### INSTRUCTIONS FOR THE TASK
Return the lines of the listing below exactly as they appear, beginning at the one with "of the **man" and stopping after the one with "roof**, that would"; do not include pictures.

### WORKING DATA
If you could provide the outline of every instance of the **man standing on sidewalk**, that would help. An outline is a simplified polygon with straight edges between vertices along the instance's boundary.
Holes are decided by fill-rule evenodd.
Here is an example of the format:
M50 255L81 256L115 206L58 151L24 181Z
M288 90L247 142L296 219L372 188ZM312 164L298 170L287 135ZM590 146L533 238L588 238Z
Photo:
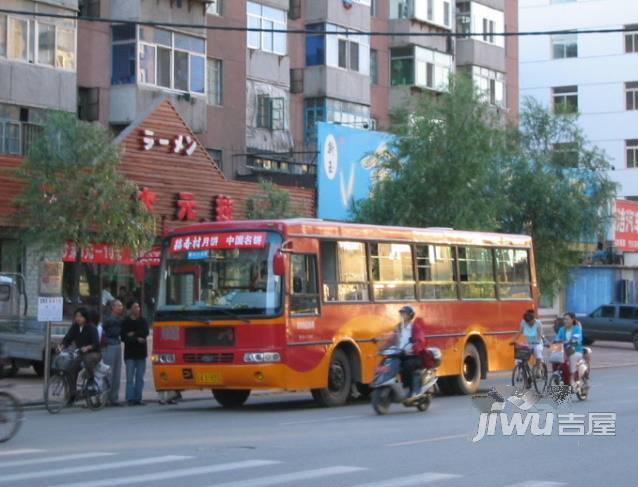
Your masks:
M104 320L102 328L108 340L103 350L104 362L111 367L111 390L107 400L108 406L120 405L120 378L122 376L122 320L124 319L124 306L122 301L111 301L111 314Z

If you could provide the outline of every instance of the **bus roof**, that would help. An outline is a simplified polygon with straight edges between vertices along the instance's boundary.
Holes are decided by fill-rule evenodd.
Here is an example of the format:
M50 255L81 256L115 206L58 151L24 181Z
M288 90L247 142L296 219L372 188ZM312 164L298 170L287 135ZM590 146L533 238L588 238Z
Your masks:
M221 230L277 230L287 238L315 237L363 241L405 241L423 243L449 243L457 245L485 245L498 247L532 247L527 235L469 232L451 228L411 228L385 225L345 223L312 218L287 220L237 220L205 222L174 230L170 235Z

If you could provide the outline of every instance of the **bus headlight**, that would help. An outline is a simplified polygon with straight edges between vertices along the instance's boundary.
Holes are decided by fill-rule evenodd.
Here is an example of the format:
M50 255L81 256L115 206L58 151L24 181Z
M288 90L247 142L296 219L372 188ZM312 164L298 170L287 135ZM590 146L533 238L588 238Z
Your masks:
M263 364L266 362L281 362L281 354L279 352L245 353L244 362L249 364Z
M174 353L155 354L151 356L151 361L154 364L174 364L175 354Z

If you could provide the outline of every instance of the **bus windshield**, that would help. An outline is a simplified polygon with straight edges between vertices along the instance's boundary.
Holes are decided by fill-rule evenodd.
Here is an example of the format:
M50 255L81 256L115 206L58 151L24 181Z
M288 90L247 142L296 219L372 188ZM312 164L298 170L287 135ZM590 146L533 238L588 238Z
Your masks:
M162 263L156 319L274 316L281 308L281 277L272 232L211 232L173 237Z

--

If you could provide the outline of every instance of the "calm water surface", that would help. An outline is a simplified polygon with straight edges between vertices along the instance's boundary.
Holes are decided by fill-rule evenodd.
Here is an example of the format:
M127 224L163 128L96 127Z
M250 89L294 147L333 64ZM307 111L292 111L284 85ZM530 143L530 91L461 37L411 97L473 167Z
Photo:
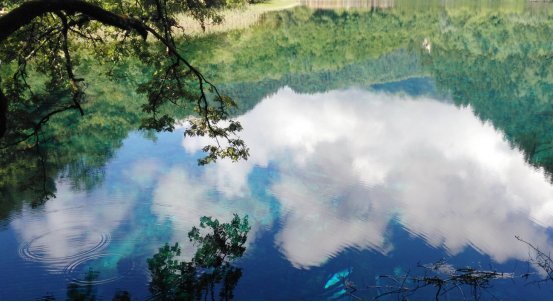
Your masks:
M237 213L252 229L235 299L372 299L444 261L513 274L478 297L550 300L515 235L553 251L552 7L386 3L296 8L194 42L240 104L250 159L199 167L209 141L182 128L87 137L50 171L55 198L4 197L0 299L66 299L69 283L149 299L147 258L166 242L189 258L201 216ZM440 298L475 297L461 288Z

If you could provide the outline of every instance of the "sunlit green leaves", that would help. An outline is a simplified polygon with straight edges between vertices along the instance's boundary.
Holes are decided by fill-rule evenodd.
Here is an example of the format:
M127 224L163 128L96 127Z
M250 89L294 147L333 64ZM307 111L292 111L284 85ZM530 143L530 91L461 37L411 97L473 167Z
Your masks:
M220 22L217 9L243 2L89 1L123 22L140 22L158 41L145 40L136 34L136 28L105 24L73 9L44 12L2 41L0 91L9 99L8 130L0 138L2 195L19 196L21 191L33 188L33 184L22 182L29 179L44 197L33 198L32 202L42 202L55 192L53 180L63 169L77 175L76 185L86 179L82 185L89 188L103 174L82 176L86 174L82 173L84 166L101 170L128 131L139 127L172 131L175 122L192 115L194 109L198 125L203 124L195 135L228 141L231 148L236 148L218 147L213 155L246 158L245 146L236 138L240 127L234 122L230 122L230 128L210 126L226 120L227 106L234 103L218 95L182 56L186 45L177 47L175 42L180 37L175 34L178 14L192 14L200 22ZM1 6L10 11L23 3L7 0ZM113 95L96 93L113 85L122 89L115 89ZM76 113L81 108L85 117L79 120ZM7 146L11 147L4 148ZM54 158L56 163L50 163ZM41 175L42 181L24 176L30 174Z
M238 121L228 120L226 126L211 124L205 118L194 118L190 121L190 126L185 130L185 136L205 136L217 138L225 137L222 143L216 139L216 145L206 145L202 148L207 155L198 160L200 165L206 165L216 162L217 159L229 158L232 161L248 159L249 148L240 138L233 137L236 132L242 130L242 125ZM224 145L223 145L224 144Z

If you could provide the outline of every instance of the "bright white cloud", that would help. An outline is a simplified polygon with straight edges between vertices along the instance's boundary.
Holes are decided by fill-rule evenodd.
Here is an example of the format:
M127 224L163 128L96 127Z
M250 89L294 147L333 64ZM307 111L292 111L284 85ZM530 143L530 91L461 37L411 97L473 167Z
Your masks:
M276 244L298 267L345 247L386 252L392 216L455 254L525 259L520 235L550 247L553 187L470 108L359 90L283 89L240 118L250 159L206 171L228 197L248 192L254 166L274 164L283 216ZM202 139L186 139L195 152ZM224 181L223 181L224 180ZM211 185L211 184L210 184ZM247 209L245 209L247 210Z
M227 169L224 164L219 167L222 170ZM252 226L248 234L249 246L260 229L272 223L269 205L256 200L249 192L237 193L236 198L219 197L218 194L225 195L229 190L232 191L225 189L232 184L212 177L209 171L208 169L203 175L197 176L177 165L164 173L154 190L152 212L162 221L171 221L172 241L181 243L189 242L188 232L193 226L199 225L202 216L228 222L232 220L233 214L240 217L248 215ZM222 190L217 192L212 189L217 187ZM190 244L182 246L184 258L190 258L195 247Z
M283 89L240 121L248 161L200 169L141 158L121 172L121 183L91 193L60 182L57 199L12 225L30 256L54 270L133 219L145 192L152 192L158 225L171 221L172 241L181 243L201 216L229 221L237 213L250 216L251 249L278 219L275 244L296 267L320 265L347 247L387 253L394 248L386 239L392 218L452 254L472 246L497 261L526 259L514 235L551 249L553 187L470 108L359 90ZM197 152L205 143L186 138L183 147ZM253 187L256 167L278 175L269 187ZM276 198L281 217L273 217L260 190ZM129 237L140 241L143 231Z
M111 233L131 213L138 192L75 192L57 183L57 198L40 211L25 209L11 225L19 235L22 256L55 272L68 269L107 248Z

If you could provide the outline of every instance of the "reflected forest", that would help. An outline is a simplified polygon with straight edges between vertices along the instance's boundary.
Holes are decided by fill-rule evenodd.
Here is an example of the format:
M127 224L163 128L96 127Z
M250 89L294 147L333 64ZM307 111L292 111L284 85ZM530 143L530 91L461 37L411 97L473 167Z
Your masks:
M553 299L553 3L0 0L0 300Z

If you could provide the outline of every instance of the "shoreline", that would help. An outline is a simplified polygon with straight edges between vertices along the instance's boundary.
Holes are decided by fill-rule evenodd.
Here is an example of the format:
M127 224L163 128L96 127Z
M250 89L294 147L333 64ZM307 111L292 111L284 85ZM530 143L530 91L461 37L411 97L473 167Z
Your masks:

### EXPECTED ANSWER
If you could provide the outline of every instance of the **man standing on sidewalk**, that would help. An outline is a simplified polygon with straight edges between vertices along the instance's boundary.
Holes are decided by fill-rule evenodd.
Here is an example of the format:
M50 255L81 256L115 206L58 151L24 181Z
M288 90L247 142L296 219L372 188ZM312 164L298 170L287 135ZM590 146L533 238L588 238Z
Photo:
Your masks:
M104 320L102 328L108 340L103 350L104 362L111 367L111 390L107 400L108 406L120 405L120 378L122 376L122 320L124 319L124 306L122 301L111 301L111 314Z

If you could provide the outline of every instance of the **bus roof**, that would help. An outline is a simplified polygon with straight edges between vertices along the instance's boundary.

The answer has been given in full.